- Your goal:
Transcribe word for word the lines of the listing below, from the line containing "Where in the photo above do you see the van" through the line containing "[29,190,36,225]", both lines included.
--- BEGIN Task material ---
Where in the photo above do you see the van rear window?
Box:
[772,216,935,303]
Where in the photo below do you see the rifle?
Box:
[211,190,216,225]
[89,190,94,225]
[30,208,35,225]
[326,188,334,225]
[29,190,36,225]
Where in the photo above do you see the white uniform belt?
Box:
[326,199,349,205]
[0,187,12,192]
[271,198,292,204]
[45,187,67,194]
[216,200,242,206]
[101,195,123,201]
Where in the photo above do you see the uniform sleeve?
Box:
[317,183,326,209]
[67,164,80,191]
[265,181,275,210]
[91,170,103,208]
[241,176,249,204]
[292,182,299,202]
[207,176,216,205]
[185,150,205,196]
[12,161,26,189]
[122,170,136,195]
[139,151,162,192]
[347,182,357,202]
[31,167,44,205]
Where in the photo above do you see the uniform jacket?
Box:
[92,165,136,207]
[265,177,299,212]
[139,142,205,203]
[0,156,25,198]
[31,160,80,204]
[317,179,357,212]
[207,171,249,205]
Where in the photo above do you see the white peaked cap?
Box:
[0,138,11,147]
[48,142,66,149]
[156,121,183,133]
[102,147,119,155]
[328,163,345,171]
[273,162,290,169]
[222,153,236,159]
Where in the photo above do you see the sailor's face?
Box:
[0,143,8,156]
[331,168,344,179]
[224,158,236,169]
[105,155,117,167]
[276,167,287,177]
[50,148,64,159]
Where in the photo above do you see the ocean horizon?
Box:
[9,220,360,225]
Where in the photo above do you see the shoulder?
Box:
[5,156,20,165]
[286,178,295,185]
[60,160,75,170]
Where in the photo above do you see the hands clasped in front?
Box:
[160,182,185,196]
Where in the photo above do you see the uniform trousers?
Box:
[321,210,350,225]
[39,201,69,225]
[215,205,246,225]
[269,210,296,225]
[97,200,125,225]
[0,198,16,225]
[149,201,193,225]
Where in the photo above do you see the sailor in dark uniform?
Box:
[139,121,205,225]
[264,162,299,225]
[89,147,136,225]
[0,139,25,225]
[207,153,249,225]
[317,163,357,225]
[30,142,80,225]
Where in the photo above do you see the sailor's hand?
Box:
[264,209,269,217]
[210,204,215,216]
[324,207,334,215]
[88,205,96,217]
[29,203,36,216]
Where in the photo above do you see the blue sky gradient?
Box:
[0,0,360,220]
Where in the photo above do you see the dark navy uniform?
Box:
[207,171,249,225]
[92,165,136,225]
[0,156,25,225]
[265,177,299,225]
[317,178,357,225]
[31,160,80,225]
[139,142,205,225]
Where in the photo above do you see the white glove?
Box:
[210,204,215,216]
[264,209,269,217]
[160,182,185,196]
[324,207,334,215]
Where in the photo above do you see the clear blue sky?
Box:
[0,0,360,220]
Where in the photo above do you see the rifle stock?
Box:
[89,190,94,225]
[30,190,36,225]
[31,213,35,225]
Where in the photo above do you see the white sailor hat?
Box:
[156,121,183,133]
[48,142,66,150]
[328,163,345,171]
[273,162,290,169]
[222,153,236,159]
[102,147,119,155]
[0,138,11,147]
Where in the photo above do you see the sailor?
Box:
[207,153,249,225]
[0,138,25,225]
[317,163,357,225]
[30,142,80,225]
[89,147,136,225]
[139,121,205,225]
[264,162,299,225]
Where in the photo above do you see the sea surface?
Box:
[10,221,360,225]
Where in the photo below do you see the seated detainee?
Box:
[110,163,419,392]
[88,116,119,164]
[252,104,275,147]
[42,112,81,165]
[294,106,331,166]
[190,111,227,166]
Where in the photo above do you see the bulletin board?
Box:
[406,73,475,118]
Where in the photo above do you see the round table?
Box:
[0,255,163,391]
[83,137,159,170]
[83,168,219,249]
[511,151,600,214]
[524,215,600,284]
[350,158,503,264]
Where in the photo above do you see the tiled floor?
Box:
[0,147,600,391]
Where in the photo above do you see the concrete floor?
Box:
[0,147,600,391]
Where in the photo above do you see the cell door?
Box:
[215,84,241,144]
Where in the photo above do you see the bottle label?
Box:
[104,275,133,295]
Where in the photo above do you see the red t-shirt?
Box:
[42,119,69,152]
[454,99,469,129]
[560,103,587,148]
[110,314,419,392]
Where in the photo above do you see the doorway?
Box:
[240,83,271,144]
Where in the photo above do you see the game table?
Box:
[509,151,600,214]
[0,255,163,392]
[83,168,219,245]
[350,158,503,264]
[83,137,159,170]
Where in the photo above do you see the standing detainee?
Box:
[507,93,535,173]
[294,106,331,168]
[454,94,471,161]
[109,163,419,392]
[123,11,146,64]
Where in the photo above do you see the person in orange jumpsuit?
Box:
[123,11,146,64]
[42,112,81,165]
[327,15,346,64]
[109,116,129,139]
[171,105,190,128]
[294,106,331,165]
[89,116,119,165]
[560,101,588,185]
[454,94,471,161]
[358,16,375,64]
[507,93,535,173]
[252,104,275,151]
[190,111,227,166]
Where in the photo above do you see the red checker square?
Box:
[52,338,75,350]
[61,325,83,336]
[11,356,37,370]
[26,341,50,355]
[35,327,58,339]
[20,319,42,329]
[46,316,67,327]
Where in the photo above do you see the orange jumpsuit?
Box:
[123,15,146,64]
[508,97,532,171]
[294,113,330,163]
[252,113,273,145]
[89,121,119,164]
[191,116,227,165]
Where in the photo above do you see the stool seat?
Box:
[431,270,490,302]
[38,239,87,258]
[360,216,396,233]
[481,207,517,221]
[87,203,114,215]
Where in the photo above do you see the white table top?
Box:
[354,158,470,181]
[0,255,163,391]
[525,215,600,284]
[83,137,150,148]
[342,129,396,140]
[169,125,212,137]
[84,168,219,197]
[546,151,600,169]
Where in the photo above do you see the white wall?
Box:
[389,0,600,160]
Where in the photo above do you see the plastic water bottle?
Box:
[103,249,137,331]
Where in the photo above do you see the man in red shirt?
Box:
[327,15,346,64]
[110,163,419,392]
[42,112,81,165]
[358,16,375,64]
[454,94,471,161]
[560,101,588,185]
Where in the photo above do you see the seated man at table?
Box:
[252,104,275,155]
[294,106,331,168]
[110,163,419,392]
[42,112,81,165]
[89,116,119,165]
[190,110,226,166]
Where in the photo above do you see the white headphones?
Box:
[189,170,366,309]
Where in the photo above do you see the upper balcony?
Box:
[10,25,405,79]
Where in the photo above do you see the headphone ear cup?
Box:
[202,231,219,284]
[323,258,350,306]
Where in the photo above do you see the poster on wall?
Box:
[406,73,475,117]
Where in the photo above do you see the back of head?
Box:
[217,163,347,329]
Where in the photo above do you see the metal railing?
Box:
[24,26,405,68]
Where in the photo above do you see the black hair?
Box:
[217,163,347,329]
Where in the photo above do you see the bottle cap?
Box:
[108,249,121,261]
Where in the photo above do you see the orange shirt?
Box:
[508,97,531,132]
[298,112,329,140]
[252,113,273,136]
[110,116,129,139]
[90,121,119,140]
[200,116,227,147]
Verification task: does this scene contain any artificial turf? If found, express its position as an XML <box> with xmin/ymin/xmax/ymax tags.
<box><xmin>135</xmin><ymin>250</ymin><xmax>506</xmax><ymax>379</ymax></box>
--- END Task material ---
--- BEGIN Task material ---
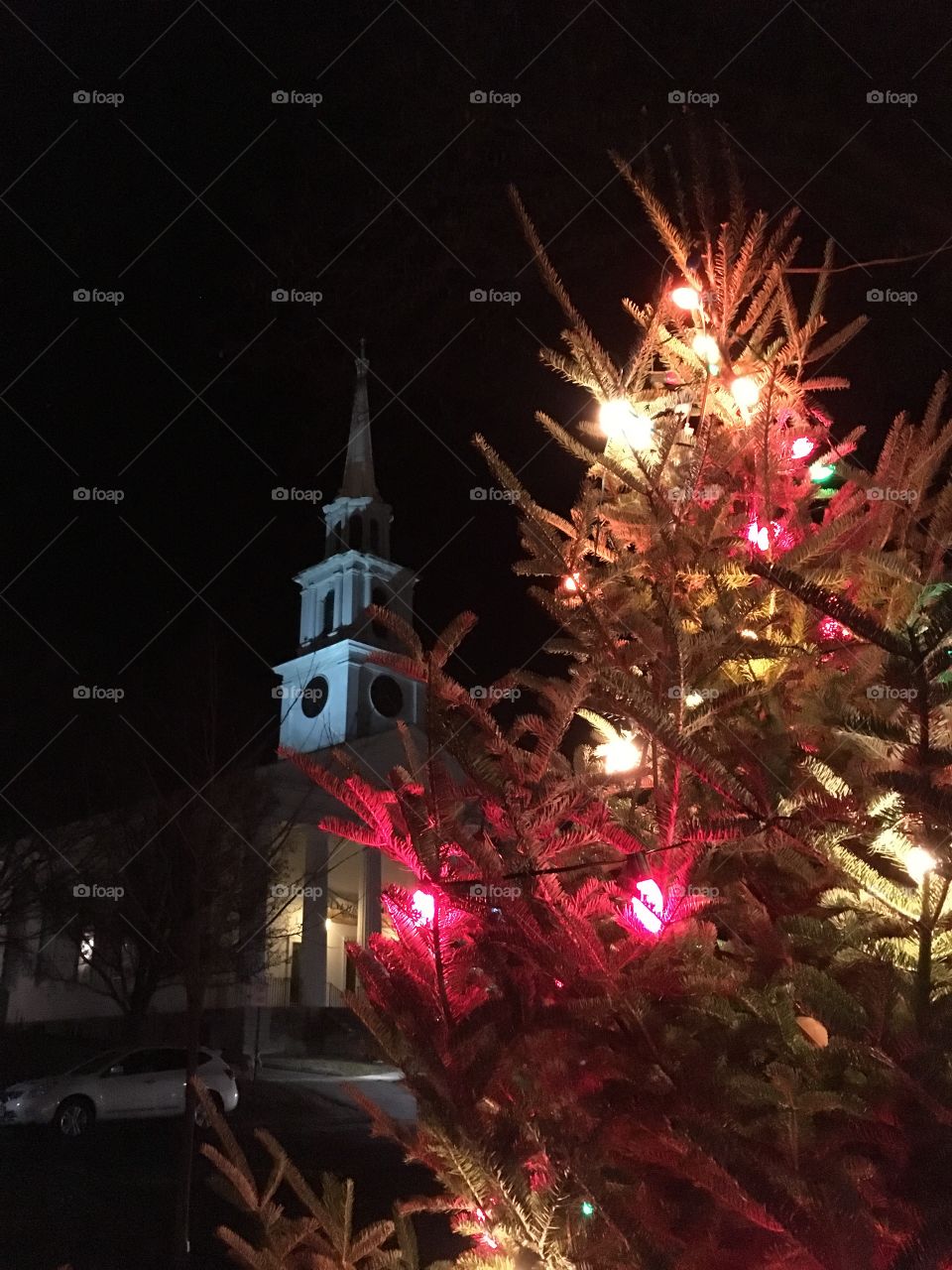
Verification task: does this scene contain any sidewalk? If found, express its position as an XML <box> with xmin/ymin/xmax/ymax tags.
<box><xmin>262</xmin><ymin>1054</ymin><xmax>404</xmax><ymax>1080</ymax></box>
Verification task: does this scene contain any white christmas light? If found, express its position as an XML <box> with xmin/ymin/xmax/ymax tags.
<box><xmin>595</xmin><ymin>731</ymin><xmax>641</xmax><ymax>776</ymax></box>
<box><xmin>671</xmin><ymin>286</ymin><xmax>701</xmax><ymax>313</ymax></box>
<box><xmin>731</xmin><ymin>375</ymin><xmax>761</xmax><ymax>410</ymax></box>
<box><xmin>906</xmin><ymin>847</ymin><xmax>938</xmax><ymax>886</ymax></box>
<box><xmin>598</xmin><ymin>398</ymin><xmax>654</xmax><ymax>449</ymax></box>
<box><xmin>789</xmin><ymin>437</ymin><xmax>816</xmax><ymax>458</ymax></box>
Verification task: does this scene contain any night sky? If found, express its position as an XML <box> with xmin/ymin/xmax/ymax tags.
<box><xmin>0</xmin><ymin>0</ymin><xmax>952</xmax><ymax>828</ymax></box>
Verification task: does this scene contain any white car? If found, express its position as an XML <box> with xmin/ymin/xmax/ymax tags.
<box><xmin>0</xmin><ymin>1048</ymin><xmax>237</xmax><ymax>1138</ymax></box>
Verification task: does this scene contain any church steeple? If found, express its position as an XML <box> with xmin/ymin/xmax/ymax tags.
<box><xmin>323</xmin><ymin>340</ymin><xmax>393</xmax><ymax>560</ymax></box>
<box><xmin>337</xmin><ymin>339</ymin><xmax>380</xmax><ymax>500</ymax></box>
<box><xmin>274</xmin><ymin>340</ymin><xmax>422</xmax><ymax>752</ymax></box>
--- END Task material ---
--- BEGIN Task material ---
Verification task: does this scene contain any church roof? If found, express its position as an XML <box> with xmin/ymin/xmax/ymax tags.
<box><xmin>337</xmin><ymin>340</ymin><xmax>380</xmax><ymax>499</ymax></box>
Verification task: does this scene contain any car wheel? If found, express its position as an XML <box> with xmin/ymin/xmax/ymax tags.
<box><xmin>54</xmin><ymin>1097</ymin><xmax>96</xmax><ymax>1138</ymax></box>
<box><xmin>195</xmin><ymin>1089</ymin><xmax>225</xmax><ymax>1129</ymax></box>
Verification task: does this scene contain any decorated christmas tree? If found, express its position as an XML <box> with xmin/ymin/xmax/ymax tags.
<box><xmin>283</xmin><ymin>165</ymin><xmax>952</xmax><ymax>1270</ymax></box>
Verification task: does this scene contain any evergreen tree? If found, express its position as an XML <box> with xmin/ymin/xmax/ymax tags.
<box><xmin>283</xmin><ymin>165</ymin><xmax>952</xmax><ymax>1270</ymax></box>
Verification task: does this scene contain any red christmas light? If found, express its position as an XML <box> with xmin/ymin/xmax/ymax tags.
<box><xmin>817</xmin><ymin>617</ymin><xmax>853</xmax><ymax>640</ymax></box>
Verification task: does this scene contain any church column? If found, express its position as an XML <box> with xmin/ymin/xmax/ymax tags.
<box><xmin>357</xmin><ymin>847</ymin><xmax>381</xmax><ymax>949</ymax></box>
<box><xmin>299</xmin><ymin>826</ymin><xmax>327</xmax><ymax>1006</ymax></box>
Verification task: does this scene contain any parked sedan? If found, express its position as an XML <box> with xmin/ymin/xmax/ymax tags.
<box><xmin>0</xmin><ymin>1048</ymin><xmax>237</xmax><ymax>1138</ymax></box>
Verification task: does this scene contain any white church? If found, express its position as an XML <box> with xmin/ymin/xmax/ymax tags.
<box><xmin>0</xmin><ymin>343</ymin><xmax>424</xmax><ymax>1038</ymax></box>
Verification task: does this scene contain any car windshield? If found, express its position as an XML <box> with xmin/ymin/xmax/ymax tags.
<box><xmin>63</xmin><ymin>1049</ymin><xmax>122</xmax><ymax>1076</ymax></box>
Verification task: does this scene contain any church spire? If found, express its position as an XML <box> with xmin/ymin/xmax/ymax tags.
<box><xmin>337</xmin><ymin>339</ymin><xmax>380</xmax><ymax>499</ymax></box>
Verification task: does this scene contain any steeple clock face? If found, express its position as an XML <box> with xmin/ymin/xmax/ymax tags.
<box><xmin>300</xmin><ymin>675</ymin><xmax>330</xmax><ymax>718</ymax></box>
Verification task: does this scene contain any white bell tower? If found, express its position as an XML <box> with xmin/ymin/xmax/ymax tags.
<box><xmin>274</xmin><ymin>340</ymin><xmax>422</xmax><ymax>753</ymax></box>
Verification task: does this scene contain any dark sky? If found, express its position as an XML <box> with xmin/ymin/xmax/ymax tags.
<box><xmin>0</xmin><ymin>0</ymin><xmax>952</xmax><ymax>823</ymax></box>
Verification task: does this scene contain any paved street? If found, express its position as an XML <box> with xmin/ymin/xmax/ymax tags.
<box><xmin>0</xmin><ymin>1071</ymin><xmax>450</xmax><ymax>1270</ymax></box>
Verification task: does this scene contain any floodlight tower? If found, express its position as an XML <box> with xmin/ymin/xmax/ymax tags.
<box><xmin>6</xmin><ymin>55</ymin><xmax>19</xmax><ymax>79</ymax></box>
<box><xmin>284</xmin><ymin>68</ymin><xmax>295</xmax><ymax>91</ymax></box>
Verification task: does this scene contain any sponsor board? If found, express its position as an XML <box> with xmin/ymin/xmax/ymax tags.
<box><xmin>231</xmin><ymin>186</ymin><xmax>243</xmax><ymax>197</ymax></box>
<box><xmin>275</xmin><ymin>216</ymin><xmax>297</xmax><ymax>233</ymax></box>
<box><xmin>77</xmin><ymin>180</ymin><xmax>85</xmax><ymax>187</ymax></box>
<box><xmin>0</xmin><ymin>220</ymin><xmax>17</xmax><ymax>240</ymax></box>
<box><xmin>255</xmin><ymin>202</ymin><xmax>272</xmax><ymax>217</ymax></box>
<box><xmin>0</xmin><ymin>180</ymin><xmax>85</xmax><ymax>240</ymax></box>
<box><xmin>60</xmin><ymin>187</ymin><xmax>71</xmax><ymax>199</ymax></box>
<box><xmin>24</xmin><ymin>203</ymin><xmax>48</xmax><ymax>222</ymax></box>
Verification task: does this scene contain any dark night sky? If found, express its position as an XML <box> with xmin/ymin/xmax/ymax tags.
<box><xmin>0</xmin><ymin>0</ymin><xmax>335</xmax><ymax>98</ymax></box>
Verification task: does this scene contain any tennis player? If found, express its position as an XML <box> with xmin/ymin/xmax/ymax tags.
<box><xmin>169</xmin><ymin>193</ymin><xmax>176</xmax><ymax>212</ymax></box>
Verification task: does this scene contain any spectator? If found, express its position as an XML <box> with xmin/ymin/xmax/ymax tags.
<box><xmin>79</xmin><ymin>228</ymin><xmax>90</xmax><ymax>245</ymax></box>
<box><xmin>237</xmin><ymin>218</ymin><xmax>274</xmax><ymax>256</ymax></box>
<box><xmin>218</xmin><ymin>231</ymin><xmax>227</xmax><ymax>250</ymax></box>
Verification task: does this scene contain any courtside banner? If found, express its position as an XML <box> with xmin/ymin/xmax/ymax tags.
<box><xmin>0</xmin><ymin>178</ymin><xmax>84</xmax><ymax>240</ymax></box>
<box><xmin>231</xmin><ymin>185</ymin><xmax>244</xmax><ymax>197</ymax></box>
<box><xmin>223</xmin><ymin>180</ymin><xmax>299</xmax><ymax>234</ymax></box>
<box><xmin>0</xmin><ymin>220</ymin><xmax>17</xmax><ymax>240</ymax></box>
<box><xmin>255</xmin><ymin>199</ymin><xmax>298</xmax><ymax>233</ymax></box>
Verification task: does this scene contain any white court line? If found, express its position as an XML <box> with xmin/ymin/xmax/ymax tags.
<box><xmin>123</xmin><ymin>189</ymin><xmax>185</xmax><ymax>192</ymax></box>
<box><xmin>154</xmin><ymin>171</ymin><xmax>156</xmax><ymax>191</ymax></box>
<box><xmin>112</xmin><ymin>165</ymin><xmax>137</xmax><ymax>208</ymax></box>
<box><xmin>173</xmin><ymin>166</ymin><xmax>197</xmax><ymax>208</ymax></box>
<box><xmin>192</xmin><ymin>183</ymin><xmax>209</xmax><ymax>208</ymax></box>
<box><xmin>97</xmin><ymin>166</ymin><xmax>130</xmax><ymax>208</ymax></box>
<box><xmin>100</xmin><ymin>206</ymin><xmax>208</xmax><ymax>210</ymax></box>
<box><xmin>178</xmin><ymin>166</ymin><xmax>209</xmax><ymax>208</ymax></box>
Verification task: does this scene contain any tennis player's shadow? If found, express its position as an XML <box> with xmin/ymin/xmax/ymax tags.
--- END Task material ---
- The answer:
Where in the photo above do you see the van rear window?
Box:
[772,216,935,303]
Where in the photo below do you see the rifle?
Box:
[211,190,216,225]
[89,190,94,225]
[30,208,35,225]
[326,188,334,225]
[29,190,36,225]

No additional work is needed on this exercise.